**What to produce:** Update the items from the line that has "Class, indicate each instance of the doorway" through the line that has "(1004, 458)", replacing "single point" with "single marker" and leaving everything else unchanged. Give back only those lines.

**Supplied records:**
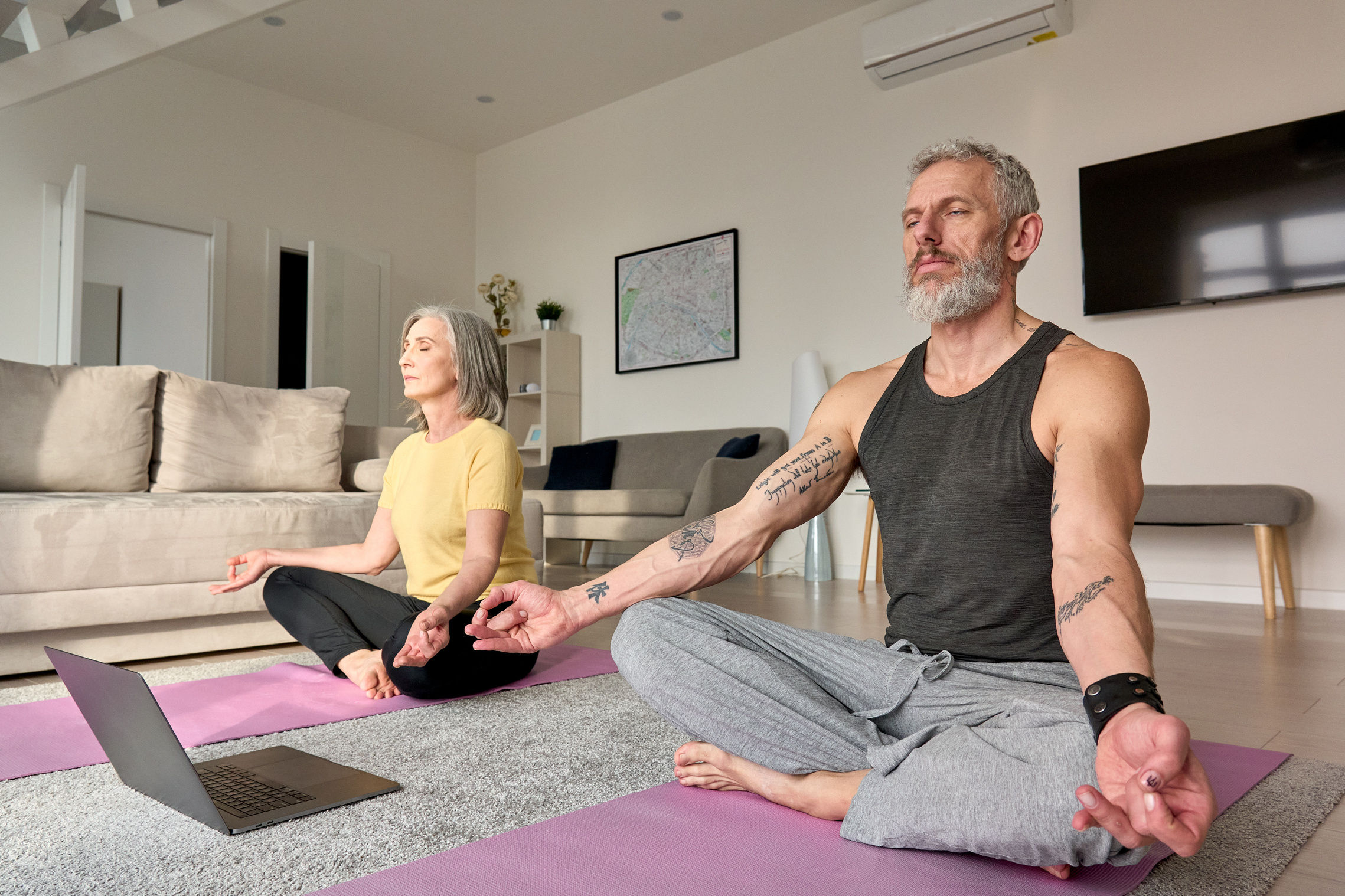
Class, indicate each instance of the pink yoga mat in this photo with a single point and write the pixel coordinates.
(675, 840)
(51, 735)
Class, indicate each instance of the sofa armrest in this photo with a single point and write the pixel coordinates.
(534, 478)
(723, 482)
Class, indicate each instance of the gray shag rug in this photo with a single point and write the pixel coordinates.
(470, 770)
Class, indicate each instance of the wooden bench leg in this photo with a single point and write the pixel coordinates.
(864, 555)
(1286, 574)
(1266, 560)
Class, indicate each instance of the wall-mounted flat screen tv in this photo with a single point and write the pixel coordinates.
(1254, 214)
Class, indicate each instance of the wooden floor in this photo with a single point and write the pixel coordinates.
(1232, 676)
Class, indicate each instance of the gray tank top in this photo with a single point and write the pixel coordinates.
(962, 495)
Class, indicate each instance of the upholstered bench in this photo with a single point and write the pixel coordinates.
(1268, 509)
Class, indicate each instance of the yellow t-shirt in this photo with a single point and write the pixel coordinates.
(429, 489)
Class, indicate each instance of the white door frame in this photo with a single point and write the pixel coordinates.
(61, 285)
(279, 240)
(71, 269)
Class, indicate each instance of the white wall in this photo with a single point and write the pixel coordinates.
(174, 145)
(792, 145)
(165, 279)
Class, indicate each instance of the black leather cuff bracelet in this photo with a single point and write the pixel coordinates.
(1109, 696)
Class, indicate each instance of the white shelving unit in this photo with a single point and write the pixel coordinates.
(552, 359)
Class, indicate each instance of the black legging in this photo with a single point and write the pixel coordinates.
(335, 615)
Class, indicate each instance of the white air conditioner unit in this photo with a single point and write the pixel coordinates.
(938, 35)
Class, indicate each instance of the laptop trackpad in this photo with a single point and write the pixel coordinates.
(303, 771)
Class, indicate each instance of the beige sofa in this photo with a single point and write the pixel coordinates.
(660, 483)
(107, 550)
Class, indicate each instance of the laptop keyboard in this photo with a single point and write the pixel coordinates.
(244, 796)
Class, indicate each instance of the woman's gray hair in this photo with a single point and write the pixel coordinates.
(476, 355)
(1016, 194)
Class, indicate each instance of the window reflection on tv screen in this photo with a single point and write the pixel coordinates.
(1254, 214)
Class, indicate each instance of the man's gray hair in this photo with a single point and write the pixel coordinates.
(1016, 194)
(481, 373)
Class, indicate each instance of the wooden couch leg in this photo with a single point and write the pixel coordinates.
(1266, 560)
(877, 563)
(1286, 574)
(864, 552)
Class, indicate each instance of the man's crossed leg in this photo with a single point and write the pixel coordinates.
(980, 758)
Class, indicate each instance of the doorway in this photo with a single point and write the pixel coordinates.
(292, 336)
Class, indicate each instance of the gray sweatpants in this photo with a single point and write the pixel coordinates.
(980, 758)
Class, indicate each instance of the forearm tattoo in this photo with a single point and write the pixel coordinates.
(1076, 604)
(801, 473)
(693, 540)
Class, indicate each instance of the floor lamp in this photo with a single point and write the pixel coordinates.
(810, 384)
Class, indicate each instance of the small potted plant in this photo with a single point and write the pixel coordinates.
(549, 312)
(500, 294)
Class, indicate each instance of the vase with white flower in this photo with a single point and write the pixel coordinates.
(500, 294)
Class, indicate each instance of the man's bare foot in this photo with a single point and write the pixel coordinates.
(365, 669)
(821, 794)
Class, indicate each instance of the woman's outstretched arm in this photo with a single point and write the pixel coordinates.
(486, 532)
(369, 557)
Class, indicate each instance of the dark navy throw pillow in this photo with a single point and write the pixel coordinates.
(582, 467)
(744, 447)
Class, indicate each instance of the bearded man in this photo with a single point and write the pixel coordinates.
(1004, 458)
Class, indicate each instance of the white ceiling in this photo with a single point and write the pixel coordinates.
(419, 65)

...

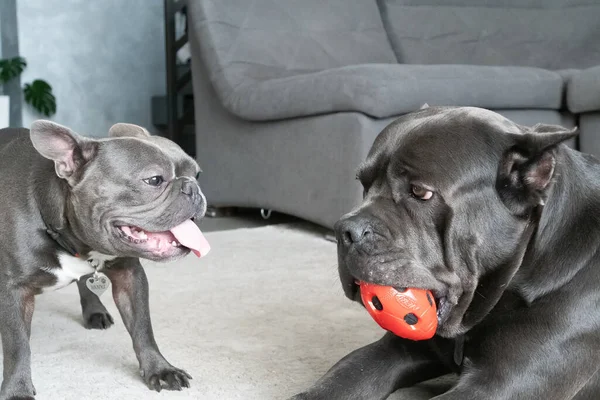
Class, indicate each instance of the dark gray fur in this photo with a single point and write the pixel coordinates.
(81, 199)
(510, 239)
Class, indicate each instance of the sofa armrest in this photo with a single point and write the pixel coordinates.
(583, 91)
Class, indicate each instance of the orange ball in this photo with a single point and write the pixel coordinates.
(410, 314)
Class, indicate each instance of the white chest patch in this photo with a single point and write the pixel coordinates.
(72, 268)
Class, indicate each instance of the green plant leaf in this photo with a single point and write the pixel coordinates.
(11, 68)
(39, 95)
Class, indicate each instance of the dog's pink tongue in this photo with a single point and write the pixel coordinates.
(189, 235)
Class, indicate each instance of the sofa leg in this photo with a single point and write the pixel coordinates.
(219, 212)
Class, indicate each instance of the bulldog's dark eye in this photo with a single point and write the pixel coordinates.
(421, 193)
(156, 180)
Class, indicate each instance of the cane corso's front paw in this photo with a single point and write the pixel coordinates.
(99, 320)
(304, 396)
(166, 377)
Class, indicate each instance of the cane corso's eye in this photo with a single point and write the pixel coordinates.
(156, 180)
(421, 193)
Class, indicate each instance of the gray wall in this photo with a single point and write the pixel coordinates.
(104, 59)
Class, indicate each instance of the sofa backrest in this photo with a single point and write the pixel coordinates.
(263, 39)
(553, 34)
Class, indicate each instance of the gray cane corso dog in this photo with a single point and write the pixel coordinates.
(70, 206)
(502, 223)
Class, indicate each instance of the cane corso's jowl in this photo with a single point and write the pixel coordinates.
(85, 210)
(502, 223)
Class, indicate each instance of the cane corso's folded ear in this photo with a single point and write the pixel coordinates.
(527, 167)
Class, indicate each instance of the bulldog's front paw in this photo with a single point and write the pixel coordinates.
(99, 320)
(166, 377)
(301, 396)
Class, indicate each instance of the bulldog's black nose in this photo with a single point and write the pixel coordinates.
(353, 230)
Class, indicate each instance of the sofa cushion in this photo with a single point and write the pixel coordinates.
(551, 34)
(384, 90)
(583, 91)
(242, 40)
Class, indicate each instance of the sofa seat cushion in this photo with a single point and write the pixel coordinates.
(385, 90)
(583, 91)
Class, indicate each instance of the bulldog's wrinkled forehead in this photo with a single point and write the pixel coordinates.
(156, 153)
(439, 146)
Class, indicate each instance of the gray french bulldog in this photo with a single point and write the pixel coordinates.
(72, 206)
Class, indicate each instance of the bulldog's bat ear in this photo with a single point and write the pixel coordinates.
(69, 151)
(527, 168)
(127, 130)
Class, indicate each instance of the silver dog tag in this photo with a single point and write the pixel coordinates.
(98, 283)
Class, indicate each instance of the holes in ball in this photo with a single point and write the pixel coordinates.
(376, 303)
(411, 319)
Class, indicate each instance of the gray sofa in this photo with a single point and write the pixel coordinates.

---

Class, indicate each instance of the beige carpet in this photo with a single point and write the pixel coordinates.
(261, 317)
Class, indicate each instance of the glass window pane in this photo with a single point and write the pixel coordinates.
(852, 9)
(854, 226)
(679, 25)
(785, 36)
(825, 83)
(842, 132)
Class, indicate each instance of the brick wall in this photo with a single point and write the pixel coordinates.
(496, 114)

**Answer to this exercise:**
Class, indicate each instance of the doorway in this photo with a single marker and write the pixel coordinates.
(292, 336)
Class, indicate each instance of the gray sweatpants in this photo with a single marker and write the pixel coordinates.
(980, 758)
Class, indicate each instance of the forearm tattoo in this photo with a single marker and write the pixel coordinates.
(1076, 604)
(801, 473)
(693, 540)
Class, indicate each instance of the floor lamp in this photo with a single marker and write the pixel coordinates.
(810, 384)
Class, indicate each instance of the small potted plant in this photo with a single marker and write the pixel coordinates.
(549, 312)
(500, 294)
Class, indicate each instance of the vase with white flower in this photo with a single marker and write the pixel coordinates.
(500, 294)
Class, indicate each instance of the man's bare foot in this photo with a single marker and write the pixel coordinates.
(365, 669)
(821, 794)
Class, indicate each instance of the woman's outstretched arm in this photo with a single marker and write the pixel coordinates.
(486, 532)
(369, 557)
Class, indicate each instance of the dark navy throw pillow in this photo with a single marker and write the pixel coordinates.
(582, 467)
(744, 447)
Class, indicate each instance of the bearded man in this photo with a single marker and write the pixel coordinates.
(1004, 458)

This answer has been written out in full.